GIVEN INFORMATION |
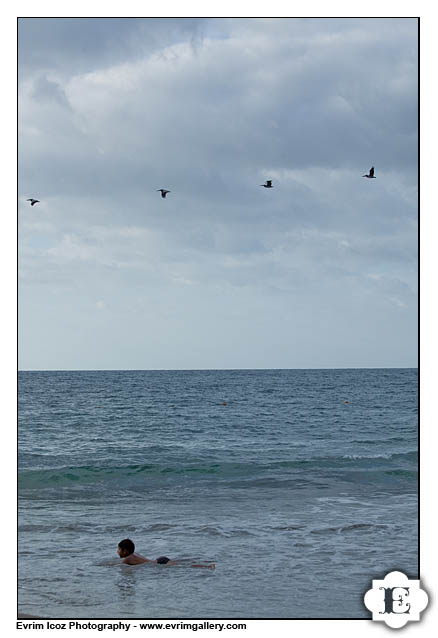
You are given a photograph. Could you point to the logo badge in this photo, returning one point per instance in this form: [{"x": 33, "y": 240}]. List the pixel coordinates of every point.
[{"x": 396, "y": 600}]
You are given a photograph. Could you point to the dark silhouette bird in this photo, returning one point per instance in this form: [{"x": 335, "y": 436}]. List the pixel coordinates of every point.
[
  {"x": 163, "y": 192},
  {"x": 371, "y": 173}
]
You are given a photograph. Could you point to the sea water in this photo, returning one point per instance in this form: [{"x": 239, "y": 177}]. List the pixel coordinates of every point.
[{"x": 300, "y": 485}]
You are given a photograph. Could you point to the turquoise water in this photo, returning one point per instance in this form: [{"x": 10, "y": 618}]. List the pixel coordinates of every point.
[{"x": 300, "y": 498}]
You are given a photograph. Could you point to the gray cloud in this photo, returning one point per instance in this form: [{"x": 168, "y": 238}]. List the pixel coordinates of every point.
[{"x": 112, "y": 110}]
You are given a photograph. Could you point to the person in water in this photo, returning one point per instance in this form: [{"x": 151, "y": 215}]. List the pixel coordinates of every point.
[{"x": 126, "y": 551}]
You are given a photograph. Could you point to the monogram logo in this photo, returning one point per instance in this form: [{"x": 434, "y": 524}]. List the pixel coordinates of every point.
[{"x": 395, "y": 600}]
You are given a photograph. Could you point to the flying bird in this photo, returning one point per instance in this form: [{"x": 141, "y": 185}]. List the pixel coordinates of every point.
[
  {"x": 371, "y": 173},
  {"x": 163, "y": 192}
]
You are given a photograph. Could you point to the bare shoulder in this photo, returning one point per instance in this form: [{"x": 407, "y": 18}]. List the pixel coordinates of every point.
[{"x": 135, "y": 559}]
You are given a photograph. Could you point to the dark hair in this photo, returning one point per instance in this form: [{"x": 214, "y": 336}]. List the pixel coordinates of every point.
[{"x": 128, "y": 545}]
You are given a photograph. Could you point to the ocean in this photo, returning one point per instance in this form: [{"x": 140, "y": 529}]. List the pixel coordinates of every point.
[{"x": 300, "y": 485}]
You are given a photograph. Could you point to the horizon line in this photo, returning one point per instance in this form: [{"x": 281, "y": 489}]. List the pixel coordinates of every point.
[{"x": 213, "y": 369}]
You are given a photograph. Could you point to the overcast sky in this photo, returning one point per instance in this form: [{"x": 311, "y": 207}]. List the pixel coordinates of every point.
[{"x": 319, "y": 271}]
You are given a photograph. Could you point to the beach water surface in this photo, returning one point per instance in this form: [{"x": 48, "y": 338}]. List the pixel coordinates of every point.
[{"x": 300, "y": 485}]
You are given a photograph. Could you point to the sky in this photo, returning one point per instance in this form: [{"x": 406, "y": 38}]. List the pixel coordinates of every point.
[{"x": 321, "y": 271}]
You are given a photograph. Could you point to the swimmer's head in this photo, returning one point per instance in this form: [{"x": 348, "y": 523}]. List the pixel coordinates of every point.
[{"x": 126, "y": 548}]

BRIEF |
Restate the whole listing above exactly, please, omitting every image.

COMPLETE RESPONSE |
You are given a photograph. Could you point to the logo badge in this photo, returning one point per instance in this form: [{"x": 33, "y": 240}]. List the pixel coordinates of every point.
[{"x": 396, "y": 600}]
You are given a photograph. Could you point to the dark silhouette bird in this photo, returning one point per instance in this form: [{"x": 335, "y": 436}]. List the pixel coordinates of every point.
[
  {"x": 163, "y": 192},
  {"x": 371, "y": 173}
]
You are given a photograph. Could you point to the sea water in this photo, returning one point per instance in this form: [{"x": 239, "y": 177}]. List the pixel coordinates of every point.
[{"x": 300, "y": 485}]
You are given a photograph. Could you point to the turquoise water in this photo, returning one point per instance in this form: [{"x": 10, "y": 618}]. List the pixel coordinates of every point.
[{"x": 300, "y": 498}]
You are given a photograph. Could you point to the gray cloud in this photo, returning one point per instance in this form: [{"x": 168, "y": 238}]. List the pixel coordinates of every point.
[{"x": 112, "y": 110}]
You are given a photograph. Could you point to the person in water in this photo, returning one point per instance in this form: [{"x": 151, "y": 215}]. List the pixel coordinates of every point.
[{"x": 126, "y": 551}]
You are given a photograph. Could you point to the monogram logo in this photo, returning one point per instance in this form: [{"x": 434, "y": 524}]. List the pixel coordinates of every point.
[{"x": 395, "y": 600}]
You are given a photograph. Could you point to the flying bird in this photo, returning one point per instance in this form: [{"x": 141, "y": 185}]. List the pixel coordinates of every point.
[
  {"x": 371, "y": 173},
  {"x": 163, "y": 192}
]
You are given a photograph. Could you point to the bare shoulder in this photo, returning one point per instance in this form: [{"x": 407, "y": 18}]. List the pixel coordinates of every point.
[{"x": 135, "y": 559}]
You are given a photograph. Could you point to the dark hair in this photo, returning one point per instance in this form: [{"x": 214, "y": 336}]. List the pixel coordinates of every point.
[{"x": 128, "y": 545}]
You are given a photograph. Could you point to the ocean in this photo, returning one point per instance in this form: [{"x": 140, "y": 529}]. List the pixel coordinates of every point.
[{"x": 300, "y": 485}]
You are given a photograph. Could you point to the horizon line in this photo, returning one point per instance in this form: [{"x": 281, "y": 489}]. List the pixel coordinates of every point.
[{"x": 213, "y": 369}]
You are given a photograph. Could you point to the overcast sky in this photo, returning one point per instance in this form: [{"x": 311, "y": 207}]. List the pixel coordinates of every point.
[{"x": 319, "y": 271}]
You are given a photograph. Could you point to the beach water surface in this photo, returning one point per instance in this form: [{"x": 48, "y": 338}]. List the pixel coordinates of every point.
[{"x": 300, "y": 485}]
You are given a photograph. Could you point to the sky in this photo, returning one point per instance in this form: [{"x": 406, "y": 38}]. List the pixel coordinates of every point.
[{"x": 321, "y": 271}]
You are given a photograph. Could you point to the swimmer's head in this photo, returning one point per instance in this form: [{"x": 348, "y": 523}]. List the pixel coordinates of every point.
[{"x": 126, "y": 548}]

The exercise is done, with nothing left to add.